EXERCISE AIM → Your answer should contain every line of the records, transcribed word for word.

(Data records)
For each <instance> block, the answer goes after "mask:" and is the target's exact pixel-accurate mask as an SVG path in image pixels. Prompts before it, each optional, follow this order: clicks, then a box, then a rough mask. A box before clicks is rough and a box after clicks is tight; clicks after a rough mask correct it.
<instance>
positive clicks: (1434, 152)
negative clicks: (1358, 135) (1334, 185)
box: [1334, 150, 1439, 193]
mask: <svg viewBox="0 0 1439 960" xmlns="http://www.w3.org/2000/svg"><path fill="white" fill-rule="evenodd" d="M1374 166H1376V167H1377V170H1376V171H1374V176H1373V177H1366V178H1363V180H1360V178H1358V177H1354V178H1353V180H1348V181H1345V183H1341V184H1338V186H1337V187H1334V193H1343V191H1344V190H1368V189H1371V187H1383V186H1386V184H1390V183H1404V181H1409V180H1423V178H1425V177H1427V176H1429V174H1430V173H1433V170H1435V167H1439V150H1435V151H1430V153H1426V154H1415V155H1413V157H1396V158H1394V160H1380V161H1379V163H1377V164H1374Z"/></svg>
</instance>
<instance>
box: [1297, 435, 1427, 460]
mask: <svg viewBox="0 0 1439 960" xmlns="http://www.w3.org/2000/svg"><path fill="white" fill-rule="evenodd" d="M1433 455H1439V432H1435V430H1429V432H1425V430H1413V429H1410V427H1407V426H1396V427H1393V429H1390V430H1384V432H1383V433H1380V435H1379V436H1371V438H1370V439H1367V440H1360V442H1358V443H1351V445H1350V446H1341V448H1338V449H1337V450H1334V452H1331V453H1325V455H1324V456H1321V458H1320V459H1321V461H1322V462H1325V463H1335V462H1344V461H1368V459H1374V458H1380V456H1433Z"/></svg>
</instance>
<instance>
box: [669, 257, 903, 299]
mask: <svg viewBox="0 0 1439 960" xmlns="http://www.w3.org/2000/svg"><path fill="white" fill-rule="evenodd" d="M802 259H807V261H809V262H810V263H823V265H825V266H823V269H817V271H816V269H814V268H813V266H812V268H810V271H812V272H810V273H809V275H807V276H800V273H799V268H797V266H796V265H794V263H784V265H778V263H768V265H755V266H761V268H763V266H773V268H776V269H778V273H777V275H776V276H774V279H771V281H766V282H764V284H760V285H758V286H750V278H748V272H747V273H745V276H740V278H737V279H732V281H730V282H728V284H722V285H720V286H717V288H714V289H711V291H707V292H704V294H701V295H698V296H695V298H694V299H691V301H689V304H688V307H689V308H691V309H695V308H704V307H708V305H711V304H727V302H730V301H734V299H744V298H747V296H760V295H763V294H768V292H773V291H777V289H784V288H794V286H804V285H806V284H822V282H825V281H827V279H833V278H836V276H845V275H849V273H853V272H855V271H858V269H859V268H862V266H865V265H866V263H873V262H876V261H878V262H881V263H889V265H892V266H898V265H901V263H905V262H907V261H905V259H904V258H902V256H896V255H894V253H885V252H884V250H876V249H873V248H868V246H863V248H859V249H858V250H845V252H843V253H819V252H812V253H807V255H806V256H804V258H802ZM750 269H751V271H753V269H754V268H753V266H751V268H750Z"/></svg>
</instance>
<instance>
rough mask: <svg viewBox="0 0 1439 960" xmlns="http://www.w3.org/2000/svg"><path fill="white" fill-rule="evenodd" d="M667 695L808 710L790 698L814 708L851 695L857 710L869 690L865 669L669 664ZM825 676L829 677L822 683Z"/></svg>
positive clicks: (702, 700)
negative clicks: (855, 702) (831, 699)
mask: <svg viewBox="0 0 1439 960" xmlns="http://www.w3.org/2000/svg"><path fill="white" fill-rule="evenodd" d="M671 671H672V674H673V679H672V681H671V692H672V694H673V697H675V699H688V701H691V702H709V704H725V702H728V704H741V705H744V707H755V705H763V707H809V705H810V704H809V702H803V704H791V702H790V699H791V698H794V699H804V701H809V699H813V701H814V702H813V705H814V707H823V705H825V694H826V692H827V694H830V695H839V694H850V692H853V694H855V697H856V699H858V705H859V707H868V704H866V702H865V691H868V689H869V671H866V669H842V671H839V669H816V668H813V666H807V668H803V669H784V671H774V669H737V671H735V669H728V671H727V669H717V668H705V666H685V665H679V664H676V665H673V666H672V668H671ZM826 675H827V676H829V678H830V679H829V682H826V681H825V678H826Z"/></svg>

FINISHED EXERCISE →
For each <instance> block, the answer goes after "mask:" and is the target's exact pixel-accurate mask as an SVG path in image pixels. Prompts before it, each optional, follow this order: clicks, then a box, then a rough mask. A box before clicks is rough and a box after clicks is tight; clicks after a rough mask correct it.
<instance>
positive clicks: (1434, 152)
negative clicks: (1358, 135) (1334, 185)
box: [1334, 150, 1439, 193]
mask: <svg viewBox="0 0 1439 960" xmlns="http://www.w3.org/2000/svg"><path fill="white" fill-rule="evenodd" d="M1374 166H1376V167H1377V170H1376V171H1374V176H1373V177H1366V178H1363V180H1360V178H1358V177H1354V178H1353V180H1348V181H1345V183H1341V184H1338V186H1337V187H1334V193H1343V191H1344V190H1368V189H1371V187H1383V186H1386V184H1390V183H1404V181H1409V180H1423V178H1425V177H1427V176H1429V174H1430V173H1433V170H1435V167H1439V150H1435V151H1430V153H1426V154H1415V155H1413V157H1396V158H1394V160H1380V161H1379V163H1377V164H1374Z"/></svg>
</instance>
<instance>
box: [1297, 435, 1427, 460]
mask: <svg viewBox="0 0 1439 960" xmlns="http://www.w3.org/2000/svg"><path fill="white" fill-rule="evenodd" d="M1433 455H1439V432H1435V430H1429V432H1425V430H1413V429H1410V427H1407V426H1396V427H1393V429H1390V430H1384V432H1383V433H1380V435H1379V436H1371V438H1370V439H1367V440H1360V442H1358V443H1351V445H1350V446H1341V448H1338V449H1337V450H1334V452H1331V453H1325V455H1324V456H1321V458H1320V459H1321V461H1322V462H1325V463H1335V462H1344V461H1368V459H1374V458H1380V456H1433Z"/></svg>
</instance>
<instance>
box: [669, 257, 903, 299]
mask: <svg viewBox="0 0 1439 960" xmlns="http://www.w3.org/2000/svg"><path fill="white" fill-rule="evenodd" d="M802 259H807V261H809V262H810V263H823V265H825V266H823V269H817V271H816V269H814V268H813V266H812V268H810V271H812V272H810V273H809V275H807V276H800V273H799V268H797V266H796V265H794V263H784V265H778V263H768V265H755V266H761V268H763V266H773V268H776V269H778V273H777V275H776V276H774V279H771V281H766V282H764V284H760V285H758V286H750V278H748V272H747V273H745V276H740V278H737V279H732V281H730V282H728V284H722V285H720V286H717V288H714V289H711V291H707V292H704V294H701V295H698V296H695V298H694V299H691V301H689V304H688V307H689V308H691V309H695V308H704V307H708V305H711V304H727V302H730V301H734V299H744V298H747V296H760V295H763V294H768V292H773V291H777V289H784V288H794V286H804V285H806V284H822V282H825V281H827V279H833V278H836V276H845V275H849V273H853V272H855V271H858V269H859V268H862V266H865V265H866V263H873V262H876V261H878V262H881V263H889V265H892V266H898V265H901V263H905V262H907V261H905V259H904V258H902V256H896V255H894V253H885V252H884V250H876V249H873V248H868V246H863V248H859V249H858V250H845V252H843V253H819V252H812V253H807V255H806V256H804V258H802ZM750 269H751V271H753V269H754V268H753V266H751V268H750Z"/></svg>
</instance>
<instance>
rough mask: <svg viewBox="0 0 1439 960" xmlns="http://www.w3.org/2000/svg"><path fill="white" fill-rule="evenodd" d="M667 695L808 710L790 698L814 708L851 695L857 710L869 690L865 669L669 664ZM825 676L829 677L822 683Z"/></svg>
positive clicks: (702, 700)
negative clicks: (855, 702) (831, 699)
mask: <svg viewBox="0 0 1439 960" xmlns="http://www.w3.org/2000/svg"><path fill="white" fill-rule="evenodd" d="M671 671H672V674H673V679H672V681H671V692H672V694H673V697H675V699H688V701H691V702H709V704H725V702H728V704H741V705H744V707H755V705H763V707H809V705H810V704H809V702H803V704H791V702H790V699H791V698H794V699H804V701H809V699H813V701H814V702H813V705H814V707H823V705H825V694H826V692H827V694H830V695H839V694H850V692H853V694H855V697H856V699H858V705H859V707H868V704H866V702H865V691H868V689H869V671H866V669H842V671H839V669H816V668H813V666H807V668H803V669H784V671H774V669H737V671H735V669H728V671H727V669H717V668H705V666H685V665H679V664H676V665H673V666H672V668H671ZM826 675H827V676H829V678H830V679H829V682H826V681H825V678H826Z"/></svg>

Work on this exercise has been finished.